(Records begins)

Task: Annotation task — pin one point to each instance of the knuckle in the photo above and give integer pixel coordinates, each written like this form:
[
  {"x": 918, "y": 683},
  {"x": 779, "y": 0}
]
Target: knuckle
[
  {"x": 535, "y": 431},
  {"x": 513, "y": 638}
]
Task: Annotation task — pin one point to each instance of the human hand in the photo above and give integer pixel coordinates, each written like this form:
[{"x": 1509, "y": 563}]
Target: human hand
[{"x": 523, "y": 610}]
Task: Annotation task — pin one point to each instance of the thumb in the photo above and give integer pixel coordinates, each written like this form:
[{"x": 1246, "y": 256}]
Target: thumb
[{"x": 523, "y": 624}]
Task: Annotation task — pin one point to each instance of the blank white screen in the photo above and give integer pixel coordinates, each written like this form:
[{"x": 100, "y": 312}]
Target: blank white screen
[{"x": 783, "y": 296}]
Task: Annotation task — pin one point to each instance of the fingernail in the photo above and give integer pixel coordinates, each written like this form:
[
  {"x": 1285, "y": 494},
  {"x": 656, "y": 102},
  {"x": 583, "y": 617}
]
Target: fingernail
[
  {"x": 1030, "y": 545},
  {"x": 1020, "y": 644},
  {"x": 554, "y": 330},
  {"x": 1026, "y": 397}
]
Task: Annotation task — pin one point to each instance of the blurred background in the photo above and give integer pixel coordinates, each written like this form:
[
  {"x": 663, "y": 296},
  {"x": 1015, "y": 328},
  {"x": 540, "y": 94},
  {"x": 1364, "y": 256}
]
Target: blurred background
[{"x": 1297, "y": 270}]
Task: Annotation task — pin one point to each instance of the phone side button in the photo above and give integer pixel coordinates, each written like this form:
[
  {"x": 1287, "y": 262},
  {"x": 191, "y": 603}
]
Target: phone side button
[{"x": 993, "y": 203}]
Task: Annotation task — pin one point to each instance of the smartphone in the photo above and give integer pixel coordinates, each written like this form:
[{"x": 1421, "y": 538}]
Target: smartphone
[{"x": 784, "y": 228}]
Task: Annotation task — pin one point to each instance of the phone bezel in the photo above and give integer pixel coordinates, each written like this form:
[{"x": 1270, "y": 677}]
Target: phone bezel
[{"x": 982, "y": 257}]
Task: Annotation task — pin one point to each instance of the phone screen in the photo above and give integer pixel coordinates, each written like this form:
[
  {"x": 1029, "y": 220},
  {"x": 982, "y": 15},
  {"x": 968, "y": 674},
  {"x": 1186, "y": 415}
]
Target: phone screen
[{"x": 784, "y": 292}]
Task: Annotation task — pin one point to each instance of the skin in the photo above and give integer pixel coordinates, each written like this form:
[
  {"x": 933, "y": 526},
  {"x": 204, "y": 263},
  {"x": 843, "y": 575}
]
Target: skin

(Records ends)

*What you are asked to do:* Your answer must be every line from the listing above that holds the string "skin".

*Written answer:*
Task: Annotation task — pin one point to each instance of the skin in the photo above and give integer pixel coordinates, each written like this form:
Target: skin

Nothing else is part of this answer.